> **Tareas del ejercicio**:
(a) Reproduce literalmente el pasaje del texto sobre Friedkin que empieza en las palabras "Friedkin demostró que" y termina después de "y sin sentido.".
(b) Según el texto sobre Friedkin, ¿qué actor crea al malvado de Vivir y morir en Los Ángeles en su primer papel importante?
(c) Por favor, prolonga el texto sobre Friedkin a partir de su última oración.

> **Texto**:
---*---
Friedkin demostró que no tenía miedo a nada y que, de nuevo, le daba un aire de
atornillamiento al comportamiento humano a través de la figura de ese policía
heterosexual que se interna en ambientes que le resultan totalmente ajenos para
acabar, finalmente, adaptándose.
Intenta probar de nuevo
suerte en la alta comedia con El contrato
del siglo, asegurándose la taquilla con una cabecera de cartel compuesta
por Chevy Chase, por entonces muy de moda, Gregory Hines y Sigourney Weaver. La
película es sosa, sin gracia, sin pulso, sin firmeza, sin risa y sin sentido.
Friedkin vuelve a estrellarse y comienza a ser un nombre maldito para los
productores. Se refugia durante unos años en la televisión, pero cuando vuelve,
lo hace con fuerza con un título ciertamente espectacular que demostraba que
seguía en plena forma. Vivir y morir en
Los Ángeles se halla en la estela de French
Connection con una serie de personajes que tienen una imagen buena y un
doblez no tan recomendable. La corrupción planea sobre la ciudad y, además,
cualquier día un disparo puede acabar con todo. Friedkin nos descubre actores
de nueva hornada como William Petersen y, sobre todo, ese antológico malvado
que crea Willem Dafoe en su primer papel importante.
A continuación, realiza
una película que fue masacrada por la crítica y que, sin embargo, si la
situamos convenientemente dentro de la estética trasnochada de los ochenta, no
resulta tan deleznable. Desbocado
trata sobre un fiscal que se emplea a fondo para conseguir la pena de muerte
para un asesino sin escrúpulos y éste se fuga de la prisión. Con Michael Biehn
como protagonista antes de de dar el salto con Terminator, la película es mejor de lo que parece y también plantea
serios conflictos morales y éticos de difícil resolución en ese bosque de
sentimientos contradictorios que es cualquier hombre.
Vuelve al género de
terror con La tutora, que resulta
casi un islote en su filmografía porque, a pesar de ser un director que ha
prestado especial cuidado a sus acabados formales, es tan plana que parece más
un telefilm que una película. Necesitado de dinero porque hace tiempo que no
consigue un éxito, acepta dirigir un título de encargo como Ganar de cualquier manera, introducción
en el cine del jugador de baloncesto Shaquille O´Neal con Nick Nolte y Mary
McDonnell llevando la parte dramática. Aún así, no deja de plantear alguna
reflexión sobre la ética en el deporte y sobre el límite de algunas reglas.
---*---
> **Lista de filas**:
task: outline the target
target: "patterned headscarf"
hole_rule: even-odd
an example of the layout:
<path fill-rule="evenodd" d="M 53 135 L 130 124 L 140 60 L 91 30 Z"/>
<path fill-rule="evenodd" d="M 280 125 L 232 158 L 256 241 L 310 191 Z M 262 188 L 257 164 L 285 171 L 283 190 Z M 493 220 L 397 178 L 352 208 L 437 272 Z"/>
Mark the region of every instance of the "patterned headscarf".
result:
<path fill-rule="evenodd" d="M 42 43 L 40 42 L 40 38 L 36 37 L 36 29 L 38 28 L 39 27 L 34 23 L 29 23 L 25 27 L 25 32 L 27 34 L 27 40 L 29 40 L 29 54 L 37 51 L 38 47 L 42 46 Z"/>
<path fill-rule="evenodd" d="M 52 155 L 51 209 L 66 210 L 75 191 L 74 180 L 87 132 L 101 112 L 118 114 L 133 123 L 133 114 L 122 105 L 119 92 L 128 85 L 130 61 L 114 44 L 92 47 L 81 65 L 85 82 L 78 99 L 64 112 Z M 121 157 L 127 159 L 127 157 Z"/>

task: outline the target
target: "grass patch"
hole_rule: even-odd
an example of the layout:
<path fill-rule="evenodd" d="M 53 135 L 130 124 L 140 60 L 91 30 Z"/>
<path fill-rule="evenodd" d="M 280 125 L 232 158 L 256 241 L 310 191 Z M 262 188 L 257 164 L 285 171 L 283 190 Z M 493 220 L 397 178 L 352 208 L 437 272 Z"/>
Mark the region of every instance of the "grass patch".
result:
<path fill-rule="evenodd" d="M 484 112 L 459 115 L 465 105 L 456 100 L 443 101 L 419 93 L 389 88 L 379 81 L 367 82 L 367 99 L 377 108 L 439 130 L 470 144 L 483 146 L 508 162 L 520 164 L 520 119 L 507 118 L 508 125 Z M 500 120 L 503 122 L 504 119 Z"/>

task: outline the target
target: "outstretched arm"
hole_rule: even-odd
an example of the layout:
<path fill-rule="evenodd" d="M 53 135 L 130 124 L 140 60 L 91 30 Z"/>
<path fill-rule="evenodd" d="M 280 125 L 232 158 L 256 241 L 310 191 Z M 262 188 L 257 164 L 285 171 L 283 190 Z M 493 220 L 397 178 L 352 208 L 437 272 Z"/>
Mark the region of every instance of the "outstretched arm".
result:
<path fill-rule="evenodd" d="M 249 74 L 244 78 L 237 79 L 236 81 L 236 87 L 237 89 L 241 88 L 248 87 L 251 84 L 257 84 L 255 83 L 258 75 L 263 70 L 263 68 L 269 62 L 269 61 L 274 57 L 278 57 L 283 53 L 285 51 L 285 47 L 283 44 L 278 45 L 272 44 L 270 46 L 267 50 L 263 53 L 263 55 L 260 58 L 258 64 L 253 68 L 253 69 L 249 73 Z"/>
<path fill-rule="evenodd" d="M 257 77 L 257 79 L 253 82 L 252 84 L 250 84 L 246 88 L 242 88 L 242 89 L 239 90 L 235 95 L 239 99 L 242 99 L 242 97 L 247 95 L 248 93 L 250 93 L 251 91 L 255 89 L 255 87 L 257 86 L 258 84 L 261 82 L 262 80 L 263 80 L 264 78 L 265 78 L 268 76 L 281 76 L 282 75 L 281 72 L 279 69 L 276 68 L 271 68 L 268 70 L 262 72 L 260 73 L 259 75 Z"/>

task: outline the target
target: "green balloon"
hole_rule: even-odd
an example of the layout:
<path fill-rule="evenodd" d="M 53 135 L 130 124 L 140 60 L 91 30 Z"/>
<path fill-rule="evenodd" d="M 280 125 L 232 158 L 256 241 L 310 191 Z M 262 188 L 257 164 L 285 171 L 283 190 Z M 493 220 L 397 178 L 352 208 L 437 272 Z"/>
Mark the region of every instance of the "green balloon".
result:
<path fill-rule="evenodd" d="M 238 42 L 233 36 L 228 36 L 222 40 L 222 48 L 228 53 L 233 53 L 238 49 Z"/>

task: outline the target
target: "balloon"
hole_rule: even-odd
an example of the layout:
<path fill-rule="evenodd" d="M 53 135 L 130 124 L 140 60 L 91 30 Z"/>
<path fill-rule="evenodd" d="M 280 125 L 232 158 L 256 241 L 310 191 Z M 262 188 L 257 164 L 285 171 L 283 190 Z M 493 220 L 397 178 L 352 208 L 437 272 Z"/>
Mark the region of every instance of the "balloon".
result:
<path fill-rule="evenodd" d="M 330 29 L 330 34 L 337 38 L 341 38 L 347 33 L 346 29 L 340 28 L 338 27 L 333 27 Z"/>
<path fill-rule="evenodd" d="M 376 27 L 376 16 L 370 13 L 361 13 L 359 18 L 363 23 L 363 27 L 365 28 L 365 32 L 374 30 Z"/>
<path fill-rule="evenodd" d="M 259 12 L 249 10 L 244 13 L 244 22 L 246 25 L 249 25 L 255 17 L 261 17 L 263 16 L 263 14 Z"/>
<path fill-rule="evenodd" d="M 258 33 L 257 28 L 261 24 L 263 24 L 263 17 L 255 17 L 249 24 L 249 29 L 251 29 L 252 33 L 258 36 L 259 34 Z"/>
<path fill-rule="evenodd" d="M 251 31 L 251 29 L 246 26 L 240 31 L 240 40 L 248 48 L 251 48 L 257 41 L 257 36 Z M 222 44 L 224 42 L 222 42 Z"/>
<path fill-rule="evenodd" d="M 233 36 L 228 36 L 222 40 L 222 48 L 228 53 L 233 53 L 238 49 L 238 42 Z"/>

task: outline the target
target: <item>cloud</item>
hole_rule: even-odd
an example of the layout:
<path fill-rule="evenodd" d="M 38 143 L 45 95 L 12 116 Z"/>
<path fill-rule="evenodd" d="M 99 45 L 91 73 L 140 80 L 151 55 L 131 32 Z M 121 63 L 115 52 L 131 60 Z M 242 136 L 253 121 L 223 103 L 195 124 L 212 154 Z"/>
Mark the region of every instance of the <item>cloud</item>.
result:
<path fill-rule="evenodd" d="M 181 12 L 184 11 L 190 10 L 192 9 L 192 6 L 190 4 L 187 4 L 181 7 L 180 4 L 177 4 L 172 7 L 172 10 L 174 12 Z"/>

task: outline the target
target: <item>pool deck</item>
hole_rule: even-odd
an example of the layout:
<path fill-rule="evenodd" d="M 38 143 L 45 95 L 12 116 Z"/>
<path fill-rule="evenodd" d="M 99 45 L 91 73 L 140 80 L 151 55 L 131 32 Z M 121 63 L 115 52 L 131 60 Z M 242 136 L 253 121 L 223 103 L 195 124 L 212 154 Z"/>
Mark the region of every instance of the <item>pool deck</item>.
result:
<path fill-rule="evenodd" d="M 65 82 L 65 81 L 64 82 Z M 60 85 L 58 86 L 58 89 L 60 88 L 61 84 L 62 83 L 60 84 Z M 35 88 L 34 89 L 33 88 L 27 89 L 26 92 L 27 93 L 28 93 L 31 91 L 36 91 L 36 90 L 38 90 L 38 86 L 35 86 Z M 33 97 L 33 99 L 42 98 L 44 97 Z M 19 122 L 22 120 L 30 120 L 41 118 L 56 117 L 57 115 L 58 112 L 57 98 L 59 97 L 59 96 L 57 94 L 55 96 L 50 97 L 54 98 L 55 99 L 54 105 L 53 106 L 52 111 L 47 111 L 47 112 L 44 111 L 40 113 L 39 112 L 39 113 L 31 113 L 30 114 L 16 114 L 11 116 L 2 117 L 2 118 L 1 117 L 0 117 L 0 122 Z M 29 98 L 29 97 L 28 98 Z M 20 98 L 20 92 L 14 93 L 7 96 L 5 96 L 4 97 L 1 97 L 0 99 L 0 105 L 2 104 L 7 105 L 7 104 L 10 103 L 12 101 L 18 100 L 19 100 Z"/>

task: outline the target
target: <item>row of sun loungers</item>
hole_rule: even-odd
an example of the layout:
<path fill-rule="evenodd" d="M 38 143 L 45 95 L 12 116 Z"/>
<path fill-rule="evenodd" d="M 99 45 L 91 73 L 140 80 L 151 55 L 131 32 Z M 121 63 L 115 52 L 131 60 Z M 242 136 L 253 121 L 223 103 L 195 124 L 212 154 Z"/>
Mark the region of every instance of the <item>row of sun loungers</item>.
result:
---*---
> **Resultados finales**:
(a)
Friedkin demostró que no tenía miedo a nada y que, de nuevo, le daba un aire de
atornillamiento al comportamiento humano a través de la figura de ese policía
heterosexual que se interna en ambientes que le resultan totalmente ajenos para
acabar, finalmente, adaptándose.
Intenta probar de nuevo
suerte en la alta comedia con El contrato
del siglo, asegurándose la taquilla con una cabecera de cartel compuesta
por Chevy Chase, por entonces muy de moda, Gregory Hines y Sigourney Weaver. La
película es sosa, sin gracia, sin pulso, sin firmeza, sin risa y sin sentido.

(b) Willem Dafoe.

(c)
El thriller erótico también pasa por sus manos con una película que
tuvo cierto éxito aunque también malas críticas como Jade, aupada por el éxito sensual que tenía en aquella época su
protagonista Linda Fiorentino y la garantía interpretativa que suponía Chazz
Palmintieri. Es una película aceptable de la que se recuerda, sobre todo, el
enfado de Friedkin hacia la crítica en general, a la que no conseguía ganarse
con ninguna de sus películas recientes.
Algo mejor anduvo Las reglas de compromiso, con Samuel L.
Jackson, Guy Pearce, Tommy Lee Jones y Ben Kingsley, una excelente película que
también habla sobre los límites y las creencias, sobre la conveniencia de
actuar o de esperar y sobre la delgada línea que separa la honestidad de la más
absoluta de las maldades. Una buena película, del género procesal, en la que
Friedkin vuelve a demostrar el mimo que pone en los intérpretes.
Repite con Tommy Lee
Jones añadiendo al reparto a Benicio del Toro con la apreciable The hunted (La presa), sobre la
inversión de papeles de cazador y objetivo y, también, sobre los límites
mentales en un monstruoso entrenamiento militar. Se interna en terrenos de
psicología con la extraña Insectos tratando
de dar un papel a Ashley Judd que le permita ganar prestigio. Y su penúltima
película resulta ser una bofetada desagradable de cierta calidad con Killer Joe, con un excelente Matthew
McConaughey tratando de acabar con su familia en un juego dual de consecuencias
imprevisibles.
Su último intento tras
las cámaras, subida en la aureola de haber sido el director que dirigió El exorcista, fue un documental con el
nombre The devil and father Amorth,
siguiendo rituales y vida de un auténtico exorcista reconocido por la iglesia
católica. Una película minoritaria y con escasa repercusión que no ha sido
estrenada en muchos países.
Conquistador por naturaleza y casándose con bellezas como Jeanne Moreau, Lesley Ann Down o Sherry Lansing, Friedkin destacó por su vehemencia en algunas de sus afirmaciones. Es famosa aquella entrevista que le hace el realizador Nicolas Winding Refn en la que éste defiende su película Sólo Dios perdona mientras Friedkin pide un ambulancia para su interlocutor. No se puede negar que, a pesar de sus vaivenes, sus arribas y sus abajos, Friedkin fue un realizador coherente, un profundo investigador de la complejidad de los actos y reacciones humanos, a menudo tan incomprensibles. Mientras tanto, en nuestra memoria, se quedarán siempre escenas como la de aquel francés que no dudó en subir y bajar de un metro mientras jugaba con las puertas para despistar al terco policía que no dudaba en pasar por encima del cadáver de cualquiera con tal de llegar a detener a los que ensuciaban una ciudad condenada a colocarse con las drogas.